→ Work required
Please rewrite the data starting at the line that contains "Task — for every instance of the bare" and continuing through the end, changing "dry grass" to "withered grass" and keeping everything else the same. Leave out the pictures.

____________

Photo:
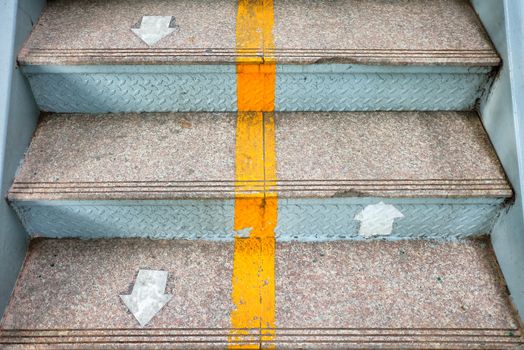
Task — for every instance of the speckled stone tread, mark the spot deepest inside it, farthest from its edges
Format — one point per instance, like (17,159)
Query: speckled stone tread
(367,295)
(319,155)
(396,32)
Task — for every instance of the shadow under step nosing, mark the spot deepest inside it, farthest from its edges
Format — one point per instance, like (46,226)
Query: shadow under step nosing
(172,175)
(414,55)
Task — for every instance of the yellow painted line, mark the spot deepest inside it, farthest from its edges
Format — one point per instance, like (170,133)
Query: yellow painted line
(253,282)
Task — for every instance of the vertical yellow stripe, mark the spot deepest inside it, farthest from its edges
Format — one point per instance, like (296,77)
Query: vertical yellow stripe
(253,283)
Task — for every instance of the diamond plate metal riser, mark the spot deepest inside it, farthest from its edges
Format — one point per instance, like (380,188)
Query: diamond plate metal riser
(323,87)
(298,219)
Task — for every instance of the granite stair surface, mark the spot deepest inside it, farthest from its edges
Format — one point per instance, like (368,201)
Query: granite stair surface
(398,55)
(386,182)
(342,295)
(172,175)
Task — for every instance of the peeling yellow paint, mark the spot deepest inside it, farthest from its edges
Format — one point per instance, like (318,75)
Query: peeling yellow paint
(253,282)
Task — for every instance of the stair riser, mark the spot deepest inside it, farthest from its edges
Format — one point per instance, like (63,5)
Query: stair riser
(321,87)
(298,219)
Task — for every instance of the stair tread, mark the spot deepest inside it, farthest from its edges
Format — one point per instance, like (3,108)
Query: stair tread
(347,294)
(192,155)
(369,32)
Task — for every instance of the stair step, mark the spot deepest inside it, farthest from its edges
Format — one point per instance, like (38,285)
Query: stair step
(351,295)
(331,56)
(173,175)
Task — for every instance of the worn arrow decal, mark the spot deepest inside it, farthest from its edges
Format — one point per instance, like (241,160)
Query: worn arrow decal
(147,297)
(152,29)
(377,219)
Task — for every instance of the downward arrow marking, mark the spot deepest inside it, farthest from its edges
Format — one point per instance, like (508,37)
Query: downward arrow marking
(154,28)
(147,297)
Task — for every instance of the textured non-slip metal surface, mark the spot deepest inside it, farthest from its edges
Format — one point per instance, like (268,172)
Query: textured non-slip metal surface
(172,175)
(321,87)
(319,155)
(398,32)
(298,220)
(362,295)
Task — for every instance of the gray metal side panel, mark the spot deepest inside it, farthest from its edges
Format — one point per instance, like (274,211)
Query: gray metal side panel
(502,113)
(18,115)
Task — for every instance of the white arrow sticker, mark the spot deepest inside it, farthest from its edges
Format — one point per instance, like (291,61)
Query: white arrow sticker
(154,28)
(147,297)
(377,219)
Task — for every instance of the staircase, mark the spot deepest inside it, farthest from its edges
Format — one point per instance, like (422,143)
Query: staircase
(314,175)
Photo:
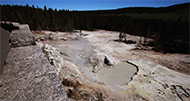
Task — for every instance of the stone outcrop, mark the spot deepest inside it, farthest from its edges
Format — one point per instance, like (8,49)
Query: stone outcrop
(100,60)
(27,74)
(20,38)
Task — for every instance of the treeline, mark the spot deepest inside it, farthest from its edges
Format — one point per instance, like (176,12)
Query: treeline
(140,10)
(169,36)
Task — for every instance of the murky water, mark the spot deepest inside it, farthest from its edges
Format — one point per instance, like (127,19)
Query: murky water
(120,74)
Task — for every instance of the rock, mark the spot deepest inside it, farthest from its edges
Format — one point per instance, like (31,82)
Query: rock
(99,60)
(28,75)
(19,38)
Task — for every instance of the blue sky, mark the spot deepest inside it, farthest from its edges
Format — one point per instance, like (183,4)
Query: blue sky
(93,4)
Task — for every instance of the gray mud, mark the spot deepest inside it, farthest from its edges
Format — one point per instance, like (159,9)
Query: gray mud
(118,75)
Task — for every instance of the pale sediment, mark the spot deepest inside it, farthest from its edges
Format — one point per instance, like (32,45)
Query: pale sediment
(27,75)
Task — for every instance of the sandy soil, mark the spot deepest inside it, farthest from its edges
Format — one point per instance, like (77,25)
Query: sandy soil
(4,46)
(159,77)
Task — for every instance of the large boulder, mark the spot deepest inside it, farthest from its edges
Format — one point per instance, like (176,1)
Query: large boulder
(19,38)
(100,60)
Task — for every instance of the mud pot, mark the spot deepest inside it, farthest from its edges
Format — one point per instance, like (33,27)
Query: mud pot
(118,75)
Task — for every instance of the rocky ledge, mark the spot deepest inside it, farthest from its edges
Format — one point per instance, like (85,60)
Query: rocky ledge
(27,74)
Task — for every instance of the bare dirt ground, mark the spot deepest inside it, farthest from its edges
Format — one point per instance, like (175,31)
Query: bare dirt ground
(79,56)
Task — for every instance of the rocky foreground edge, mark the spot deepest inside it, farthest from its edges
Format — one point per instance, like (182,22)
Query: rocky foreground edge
(27,74)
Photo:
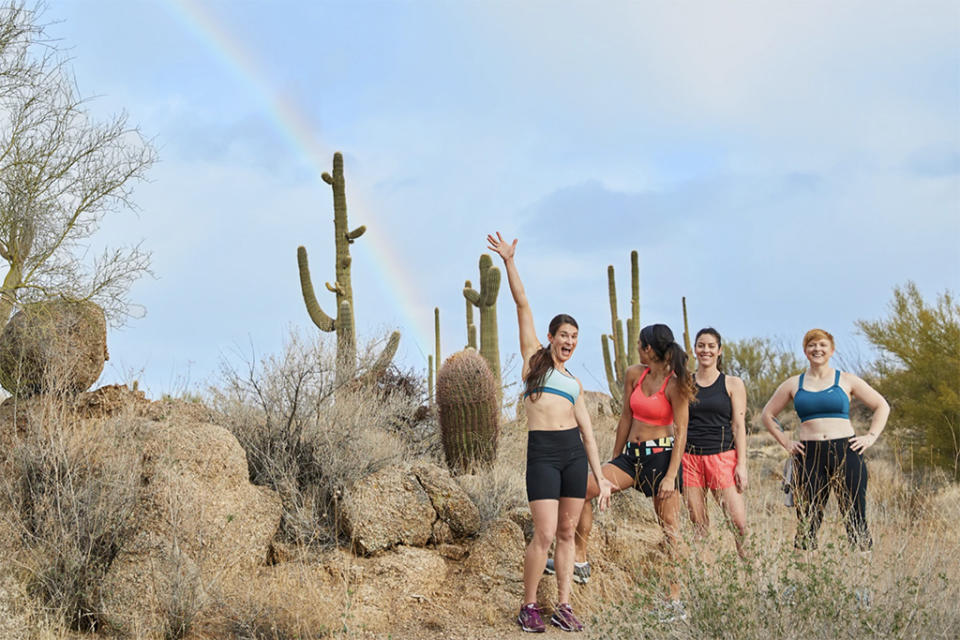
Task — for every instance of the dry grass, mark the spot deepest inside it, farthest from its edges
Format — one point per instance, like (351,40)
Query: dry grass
(311,441)
(70,492)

____________

→ Answer to this exercise
Task — for every instance of the bare dirt ground, mark the spot deepest inside it, farthest from its edges
Format — one point per instance, like (175,31)
Query: bare dirt ground
(79,56)
Task — for every instance of the rocky foreground edge, mark the spot deepest inside it, farthest from its edges
Format — one point per instance, like (182,22)
Query: rocky foreground edge
(27,74)
Photo:
Task — for every instance of the withered grass, mark the spot deepest inside it, farthest from its edges
Format — one point per instance, like (351,40)
Query: withered grass
(311,441)
(70,492)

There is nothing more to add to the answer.